§ **Extrait retenu**:
+++++
Congo-Kinshasa: Eschatologie du grand soir ?

Aussi simple que cela puisse paraître, la RD. Congo est aujourd'hui à la croisée des chemins. Les sociétaires de la coalition au pouvoir n'arrivent toujours pas à se déterminer sur la meilleure façon de diriger ensemble.

Ils se promettent l'enfer alors qu'ils se promettaient, plutôt, l'eschatologie du grand soir. Le 24 janvier 2019, à la lisière de la Gombe, plus précisément au Palais de la Nation, Félix Antoine Tshisekedi succédait à Joseph Kabila au pouvoir sous le rythme de vingt-un coups de canon, tout semblait indiqué que le mariage était scellé et que rien ne présageait le moindre signe que les convives n'allaient pas convoler en justes noces.
+++++
§ **Données disponibles**:
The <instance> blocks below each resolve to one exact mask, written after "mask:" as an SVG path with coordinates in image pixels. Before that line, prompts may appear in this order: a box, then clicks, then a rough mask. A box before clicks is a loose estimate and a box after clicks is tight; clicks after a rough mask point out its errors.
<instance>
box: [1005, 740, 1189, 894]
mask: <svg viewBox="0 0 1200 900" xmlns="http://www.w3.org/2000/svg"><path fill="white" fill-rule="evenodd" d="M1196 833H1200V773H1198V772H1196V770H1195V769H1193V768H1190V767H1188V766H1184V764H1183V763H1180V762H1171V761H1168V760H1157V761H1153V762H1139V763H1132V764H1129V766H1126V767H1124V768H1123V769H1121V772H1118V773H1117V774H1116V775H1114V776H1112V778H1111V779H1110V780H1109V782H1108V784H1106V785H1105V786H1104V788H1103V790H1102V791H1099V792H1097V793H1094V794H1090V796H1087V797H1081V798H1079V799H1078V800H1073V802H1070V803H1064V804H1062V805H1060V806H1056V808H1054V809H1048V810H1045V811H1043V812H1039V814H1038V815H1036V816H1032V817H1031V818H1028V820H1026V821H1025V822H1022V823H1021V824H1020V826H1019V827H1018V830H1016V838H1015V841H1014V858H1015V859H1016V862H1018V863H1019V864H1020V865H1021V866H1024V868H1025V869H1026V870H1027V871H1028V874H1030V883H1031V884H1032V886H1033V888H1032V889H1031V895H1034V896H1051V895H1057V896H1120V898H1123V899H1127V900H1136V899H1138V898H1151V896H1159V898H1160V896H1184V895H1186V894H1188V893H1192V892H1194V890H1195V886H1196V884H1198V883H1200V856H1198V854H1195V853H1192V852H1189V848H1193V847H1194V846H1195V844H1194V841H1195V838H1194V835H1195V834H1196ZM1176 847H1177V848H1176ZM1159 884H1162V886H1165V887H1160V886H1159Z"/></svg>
+++++
§ **Actions à mener**:
• 1. D'après l'extrait sur la coalition au pouvoir en RD Congo, à quelle date Félix Antoine Tshisekedi a-t-il succédé à Joseph Kabila ?
• 2. Prolongez l'extrait sur la coalition au pouvoir en RD Congo à la suite de sa dernière phrase.
Les lignes figurant ci-dessus forment un ensemble distinct de l'extrait.

§ **Résultats obtenus**:
• 1. Le 24 janvier 2019.

• 2.
Dès le départ, en effet, un discours plantait bien le décor du triomphe d'une longue lutte, vieille de plus 36 ans dans l'opposition, pour un homme devant imposer la rupture, si pas radicaliser les idées novatrices à la tête du pays en vue d'un changement profond dans les différentes strates de la vie nationale. Aujourd'hui, à quelques encablures de la seconde année, les frasques récessives et fantasques de l'ivresse et la bouillabaisse réapparaissent, des fissures lézardent le ciel politique congolais si bien que les espoirs suscités par cette osmose initiale tentent, vraisemblablement, de s'étioler. A la place, c'est un épais brouillard qui vient ainsi jeter en pâture aux rapaces, les espoirs de la renaissance du Congo-Kinshasa.

Et, dans un tel contexte, les juges prêtent serment devant le Chef de l'Etat, Félix Tshisekedi, en l'absence de Mabunda, Alexis Thambwe Mwamba et même, du Premier Ministre. Alors que dans l'entretemps, deux d'entre eux boudent et s'accrochent à leurs postures à la Cour Constitutionnelle au détriment de leurs nouvelles fonctions à la Cour de Cassation.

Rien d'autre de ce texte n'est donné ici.